Schreib die Zeilen von der Zeile mit „Note: indicate every instance of the upper“ bis zur Zeile mit „Target: upper lip“ neu, ersetze dabei „upper lip“ durch „lower lip“ und lass alles andere gleich. Die Bilder gehören nicht in die Antwort.

VORHANDENE EINTRÄGE
▬▬▬
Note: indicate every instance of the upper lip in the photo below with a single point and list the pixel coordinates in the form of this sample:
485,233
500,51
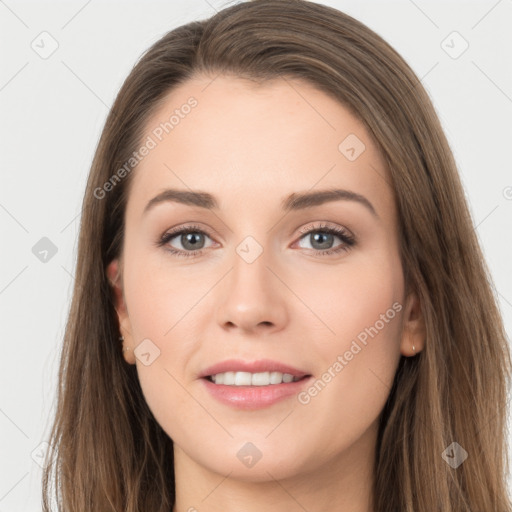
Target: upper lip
▬▬▬
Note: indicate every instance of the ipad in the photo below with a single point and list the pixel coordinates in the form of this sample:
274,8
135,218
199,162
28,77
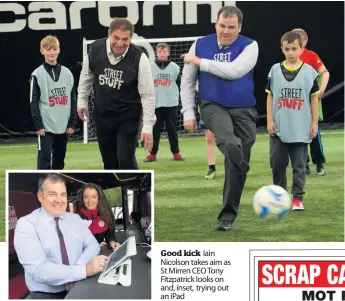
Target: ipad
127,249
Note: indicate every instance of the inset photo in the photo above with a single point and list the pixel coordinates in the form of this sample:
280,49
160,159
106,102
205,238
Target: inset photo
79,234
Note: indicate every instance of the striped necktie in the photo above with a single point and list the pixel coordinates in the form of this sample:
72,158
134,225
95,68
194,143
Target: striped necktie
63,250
▬▬▬
DIE ANTWORT
Note: indicate every instance of the lower lip in the photo below with a single point and list the pixel coordinates in the form of this sample:
485,233
500,51
Target: lower lip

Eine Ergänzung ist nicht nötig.